* **EXERCISE OBJECTIVE**: Retype all of the data exactly as given.

(Dataset entries)
************

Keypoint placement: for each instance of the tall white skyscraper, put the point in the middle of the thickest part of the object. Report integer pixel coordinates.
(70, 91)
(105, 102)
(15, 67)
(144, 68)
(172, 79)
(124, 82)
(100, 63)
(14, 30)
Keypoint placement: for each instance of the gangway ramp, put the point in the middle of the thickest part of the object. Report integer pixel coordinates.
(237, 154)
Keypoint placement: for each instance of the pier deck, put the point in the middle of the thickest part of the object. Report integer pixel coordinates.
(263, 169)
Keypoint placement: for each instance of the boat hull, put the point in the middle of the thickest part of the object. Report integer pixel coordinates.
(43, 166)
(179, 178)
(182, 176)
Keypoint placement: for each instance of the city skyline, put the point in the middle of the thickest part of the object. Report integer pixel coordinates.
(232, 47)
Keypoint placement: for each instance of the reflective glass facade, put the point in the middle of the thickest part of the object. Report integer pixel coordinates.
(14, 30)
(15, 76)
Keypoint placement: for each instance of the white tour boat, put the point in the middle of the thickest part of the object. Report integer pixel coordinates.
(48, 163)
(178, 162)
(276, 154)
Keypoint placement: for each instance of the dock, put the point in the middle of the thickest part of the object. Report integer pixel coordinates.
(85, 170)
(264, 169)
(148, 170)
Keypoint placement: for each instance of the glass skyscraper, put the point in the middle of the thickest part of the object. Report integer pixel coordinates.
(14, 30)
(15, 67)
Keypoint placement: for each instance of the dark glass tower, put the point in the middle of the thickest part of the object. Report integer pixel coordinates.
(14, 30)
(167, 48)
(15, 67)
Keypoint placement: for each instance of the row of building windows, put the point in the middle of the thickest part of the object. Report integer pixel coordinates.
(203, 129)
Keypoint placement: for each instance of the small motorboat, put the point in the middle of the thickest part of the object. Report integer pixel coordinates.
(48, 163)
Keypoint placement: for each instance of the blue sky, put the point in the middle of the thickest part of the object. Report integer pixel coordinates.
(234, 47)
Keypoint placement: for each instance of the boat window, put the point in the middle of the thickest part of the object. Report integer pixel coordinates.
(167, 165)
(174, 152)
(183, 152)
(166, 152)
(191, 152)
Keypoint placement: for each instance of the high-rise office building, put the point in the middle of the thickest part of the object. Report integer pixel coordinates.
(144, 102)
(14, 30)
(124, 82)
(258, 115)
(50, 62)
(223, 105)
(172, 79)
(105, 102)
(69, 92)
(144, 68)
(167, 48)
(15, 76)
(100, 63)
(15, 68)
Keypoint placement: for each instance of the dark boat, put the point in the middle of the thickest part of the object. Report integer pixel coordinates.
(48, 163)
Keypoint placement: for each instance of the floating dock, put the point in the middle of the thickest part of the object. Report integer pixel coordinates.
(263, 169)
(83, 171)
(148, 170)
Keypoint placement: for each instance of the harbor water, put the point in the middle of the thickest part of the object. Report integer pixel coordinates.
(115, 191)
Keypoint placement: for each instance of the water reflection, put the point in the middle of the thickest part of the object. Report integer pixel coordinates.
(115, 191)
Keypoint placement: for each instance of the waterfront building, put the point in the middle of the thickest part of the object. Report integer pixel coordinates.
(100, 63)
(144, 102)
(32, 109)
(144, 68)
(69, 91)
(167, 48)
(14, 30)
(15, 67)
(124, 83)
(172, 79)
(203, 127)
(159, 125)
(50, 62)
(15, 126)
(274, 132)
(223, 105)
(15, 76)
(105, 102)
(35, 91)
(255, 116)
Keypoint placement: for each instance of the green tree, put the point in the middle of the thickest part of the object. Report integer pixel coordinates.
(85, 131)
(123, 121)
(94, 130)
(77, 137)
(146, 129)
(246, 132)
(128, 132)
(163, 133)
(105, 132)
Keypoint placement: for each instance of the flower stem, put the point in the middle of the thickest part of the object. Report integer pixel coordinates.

************

* **FINAL ANSWER**:
Keypoint placement: for each instance of the tall white skyscraper, put the point in the middle of the thickest part of the object. Report integer pixel coordinates.
(70, 91)
(105, 102)
(15, 67)
(144, 68)
(172, 79)
(124, 82)
(100, 63)
(14, 30)
Keypoint placement: for each instance of the gangway ramp, put the point in the middle of the thickest part of the object. Report integer pixel coordinates.
(237, 154)
Keypoint placement: for each instance of the pier deck, put the point in the middle of the thickest part of the object. Report integer pixel coordinates.
(263, 169)
Keypoint placement: for each instance of the boat hull, put the point in the middle of the thickest part of the object. Report integer pixel coordinates.
(43, 166)
(179, 178)
(182, 176)
Keypoint placement: for each instance of the city skyline, put the point in the middle of the thickest part of the object. Report integer pixel coordinates.
(232, 47)
Keypoint placement: for each instance of the reflective glass facade, put the point in the middle of the thickest part of the object. Report integer pixel coordinates.
(14, 30)
(15, 76)
Keypoint placement: for each instance of the white tour boat, put the point in the middle of the thickest part of the object. Report integer pixel coordinates.
(48, 163)
(178, 162)
(276, 154)
Keypoint placement: for each instance of the dock, put the point in the middle of the thickest part of the object. Report integer pixel coordinates.
(85, 170)
(264, 169)
(148, 170)
Keypoint placement: for each instance of the glass skyscraper, put the point in the middle of the thickest part of the object. Report integer pixel coordinates.
(14, 30)
(15, 67)
Keypoint placement: for each instance of the dark glass tower, put the point in the middle of the thickest part of the object. Report integer pixel coordinates.
(14, 30)
(167, 48)
(15, 67)
Keypoint placement: for each instance of the row of building windows, put the point in the middle of the thickest part of the object. Report integer pixel coordinates.
(203, 129)
Keypoint placement: for each instance of the small motorboat, put the point in the middle of the thickest part of the object. Report integer pixel coordinates.
(48, 163)
Keypoint placement: for each instance of the blue sky, put the point in the middle of the thickest part of the object. Report integer pixel coordinates.
(234, 47)
Keypoint placement: for each instance of the boat window, put the point in the middle of the thickest part of the object. Report integer pixel coordinates.
(167, 165)
(174, 152)
(183, 152)
(166, 152)
(191, 152)
Keypoint placement: for each instance of the high-rise office building, put the point in the middle of the thickest part of the object. Report integer pixel coordinates.
(144, 102)
(14, 30)
(124, 82)
(258, 115)
(50, 62)
(223, 105)
(172, 79)
(105, 102)
(69, 92)
(144, 68)
(167, 48)
(15, 76)
(100, 63)
(15, 68)
Keypoint placement: for each instance of the dark boat, put the point in the middle of the thickest part of the object. Report integer pixel coordinates.
(48, 163)
Keypoint placement: for each instance of the floating dock, put the point in the middle of the thickest part of the object. Report integer pixel coordinates.
(263, 169)
(83, 171)
(148, 170)
Keypoint placement: for each instance of the harbor water, put the point in the middle of the thickest part of the object. Report integer pixel coordinates.
(115, 191)
Keypoint placement: for each instance of the water reflection, put the point in the middle of the thickest part of the object. Report integer pixel coordinates.
(115, 191)
Keypoint placement: for each instance of the waterfront building, put the point in the middle of the thickest part of the object. Report integer pixel coordinates.
(100, 63)
(144, 102)
(32, 109)
(144, 68)
(69, 91)
(167, 48)
(14, 30)
(15, 67)
(124, 83)
(172, 79)
(203, 127)
(159, 125)
(50, 62)
(15, 126)
(274, 132)
(223, 105)
(15, 76)
(105, 102)
(35, 91)
(255, 116)
Keypoint placement: for each instance of the green tree, put the point in the middle of the thickest part of the object. Report integer pixel coordinates.
(85, 131)
(123, 121)
(94, 130)
(77, 137)
(146, 129)
(246, 132)
(128, 132)
(163, 133)
(105, 132)
Keypoint placement: for each instance of the flower stem, put the point in the middle of the thickest part of the object. Report integer pixel coordinates.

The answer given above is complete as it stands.